[Location identification items]
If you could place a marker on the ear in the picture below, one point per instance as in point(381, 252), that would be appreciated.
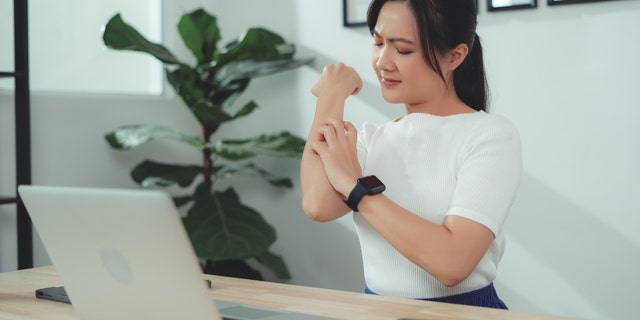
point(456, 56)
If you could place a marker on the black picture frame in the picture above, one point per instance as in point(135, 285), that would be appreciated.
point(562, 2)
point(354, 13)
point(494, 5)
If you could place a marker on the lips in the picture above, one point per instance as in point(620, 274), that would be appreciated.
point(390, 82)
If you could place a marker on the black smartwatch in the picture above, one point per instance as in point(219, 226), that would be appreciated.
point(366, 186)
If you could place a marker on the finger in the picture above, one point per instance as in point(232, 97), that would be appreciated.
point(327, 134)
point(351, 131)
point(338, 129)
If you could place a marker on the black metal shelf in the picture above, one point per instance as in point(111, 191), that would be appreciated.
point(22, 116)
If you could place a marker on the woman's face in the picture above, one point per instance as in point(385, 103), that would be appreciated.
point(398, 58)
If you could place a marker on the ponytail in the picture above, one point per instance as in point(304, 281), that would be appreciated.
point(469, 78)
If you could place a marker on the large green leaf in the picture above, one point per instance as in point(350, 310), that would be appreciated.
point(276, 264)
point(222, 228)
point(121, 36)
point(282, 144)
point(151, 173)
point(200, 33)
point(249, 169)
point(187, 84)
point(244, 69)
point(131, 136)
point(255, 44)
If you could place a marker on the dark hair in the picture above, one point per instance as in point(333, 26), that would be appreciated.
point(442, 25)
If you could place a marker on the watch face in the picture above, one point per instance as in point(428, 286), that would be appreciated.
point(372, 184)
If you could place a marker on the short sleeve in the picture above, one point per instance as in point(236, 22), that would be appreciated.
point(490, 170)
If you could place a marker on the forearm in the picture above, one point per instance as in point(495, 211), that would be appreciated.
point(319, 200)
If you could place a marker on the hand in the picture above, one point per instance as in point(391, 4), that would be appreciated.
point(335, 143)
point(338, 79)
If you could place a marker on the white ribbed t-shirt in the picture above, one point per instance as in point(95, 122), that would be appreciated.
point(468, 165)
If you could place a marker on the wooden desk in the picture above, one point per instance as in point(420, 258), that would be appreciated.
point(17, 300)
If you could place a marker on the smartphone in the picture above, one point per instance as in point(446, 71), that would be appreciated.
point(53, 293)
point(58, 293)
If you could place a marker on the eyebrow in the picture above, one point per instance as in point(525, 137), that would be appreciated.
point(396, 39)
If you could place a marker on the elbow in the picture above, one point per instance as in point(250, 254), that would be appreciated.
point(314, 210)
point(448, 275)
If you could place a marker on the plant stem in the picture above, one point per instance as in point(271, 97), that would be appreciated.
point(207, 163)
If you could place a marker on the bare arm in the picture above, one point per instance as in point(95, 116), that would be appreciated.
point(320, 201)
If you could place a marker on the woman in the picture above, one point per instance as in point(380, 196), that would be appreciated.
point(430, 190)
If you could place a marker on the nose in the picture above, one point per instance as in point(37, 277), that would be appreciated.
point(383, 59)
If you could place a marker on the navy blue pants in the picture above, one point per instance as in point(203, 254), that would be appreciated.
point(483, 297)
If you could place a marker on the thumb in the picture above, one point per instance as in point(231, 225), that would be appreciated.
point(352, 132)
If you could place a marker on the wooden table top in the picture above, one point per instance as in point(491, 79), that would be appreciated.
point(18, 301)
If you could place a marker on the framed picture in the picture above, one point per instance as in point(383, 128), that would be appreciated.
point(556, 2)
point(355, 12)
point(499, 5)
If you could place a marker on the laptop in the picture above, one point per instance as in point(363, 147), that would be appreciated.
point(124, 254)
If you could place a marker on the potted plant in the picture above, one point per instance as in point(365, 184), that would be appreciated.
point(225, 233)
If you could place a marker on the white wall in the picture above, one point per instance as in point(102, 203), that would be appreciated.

--- DESCRIPTION OF THE TASK ---
Give every line of the records above as a JSON list of strings, one string per line, skipping blank lines and leaving out the pictures.

--- RESULT FOR THIS EXERCISE ---
[
  "If you could place a marker on the ear in the picture below, one point per instance as in point(381, 252), that would be appreciated.",
  "point(456, 56)",
  "If you could place a marker on the black picture frame in the picture above, one point per instance as in point(135, 285), that would be appreciated.",
  "point(562, 2)",
  "point(354, 13)",
  "point(494, 5)",
  "If you could place a marker on the lips in the picture above, one point per instance as in point(620, 274), that would be appreciated.",
  "point(390, 82)",
  "If you could place a marker on the black smartwatch in the picture above, one point per instance as in point(219, 226), that would be appreciated.",
  "point(366, 186)",
  "If you could place a marker on the finger in the picture above, one point per instance as in point(232, 97), that would be appreciated.",
  "point(327, 134)",
  "point(351, 131)",
  "point(338, 129)",
  "If you could place a marker on the black metal shelf in the picture above, one point per instance as in point(111, 191), that would be appreciated.",
  "point(22, 116)",
  "If you could place a marker on the woman's face in the picture above, one point per instance as in point(385, 103), that would be appreciated.",
  "point(398, 58)",
  "If you could place a marker on the ponytail in the picture above, one point per instance as in point(304, 281), that would be appreciated.",
  "point(469, 78)",
  "If you could place a marker on the large green leaf in the picture above, one point per instance as in point(350, 310), that would be appreciated.",
  "point(276, 264)",
  "point(222, 228)",
  "point(121, 36)",
  "point(282, 144)",
  "point(151, 173)",
  "point(200, 33)",
  "point(249, 169)",
  "point(187, 84)",
  "point(244, 69)",
  "point(131, 136)",
  "point(255, 44)",
  "If you could place a marker on the dark hair in the picture above, one point per instance as in point(333, 26), that would be appreciated.",
  "point(442, 25)",
  "If you could place a marker on the watch face in the picture above, one point per instance as in point(428, 286), that would be appreciated.",
  "point(372, 184)",
  "If you could place a marker on the short sleeve in the picture above, one point per instance as in point(236, 22), that would be appreciated.",
  "point(490, 170)",
  "If you could place a marker on the forearm in the picture above, one point per instance as in point(495, 211), that would be appreciated.",
  "point(319, 200)",
  "If you could place a marker on the hand in the picture above, one point per instance as in point(391, 4), that would be appreciated.",
  "point(335, 143)",
  "point(338, 79)",
  "If you could place a marker on the white ribbed t-shirt in the picture above, one point per instance as in point(95, 122), that would be appreciated.",
  "point(468, 165)",
  "If you could place a marker on the wooden desk in the picture above, one point per instance as in point(420, 258), that would be appreciated.",
  "point(17, 300)",
  "If you could place a marker on the smartphone in the picture above, one point per instance as in point(446, 71), that would be appreciated.",
  "point(53, 293)",
  "point(58, 293)",
  "If you could place a marker on the eyebrow in the picture above, one point per instance as in point(525, 137), that would be appreciated.",
  "point(396, 39)",
  "If you could place a marker on the elbow in the picture above, one point per instance as in point(250, 254), that would be appreciated.",
  "point(314, 210)",
  "point(448, 275)",
  "If you could place a marker on the plant stem in the picture above, one point per instance as in point(271, 97), that would be appreciated.",
  "point(207, 163)",
  "If you could place a marker on the bare arm in the picture above, one point per instance as in point(95, 116), that would be appreciated.",
  "point(320, 201)",
  "If you could place a marker on the woman in the picture above, one point per instance as in point(380, 196), that would be appreciated.",
  "point(430, 190)",
  "If you could place a marker on the nose in the picture above, one point per instance as in point(37, 277), that would be appreciated.",
  "point(383, 59)",
  "If you could place a marker on the navy blue pants in the picture above, one point per instance as in point(203, 254), that would be appreciated.",
  "point(483, 297)",
  "If you could place a marker on the thumb in the picture above, one point per instance as in point(231, 225), that would be appreciated.",
  "point(352, 132)",
  "If you could place a marker on the wooden table top in the picture above, one point per instance as in point(491, 79), that would be appreciated.",
  "point(18, 301)",
  "If you could place a marker on the framed picture in the picture above, one point per instance as in point(383, 128), that would be appreciated.",
  "point(556, 2)",
  "point(355, 12)",
  "point(499, 5)",
  "If you could place a marker on the laptop in the picture above, one point per instance as in point(363, 147), that would be appreciated.",
  "point(124, 254)",
  "If you could place a marker on the potted plant in the picture above, one point per instance as in point(365, 184), that would be appreciated.",
  "point(225, 233)",
  "If you could place a marker on the white wall in the picture above, one point per instance as in point(102, 203), that would be appreciated."
]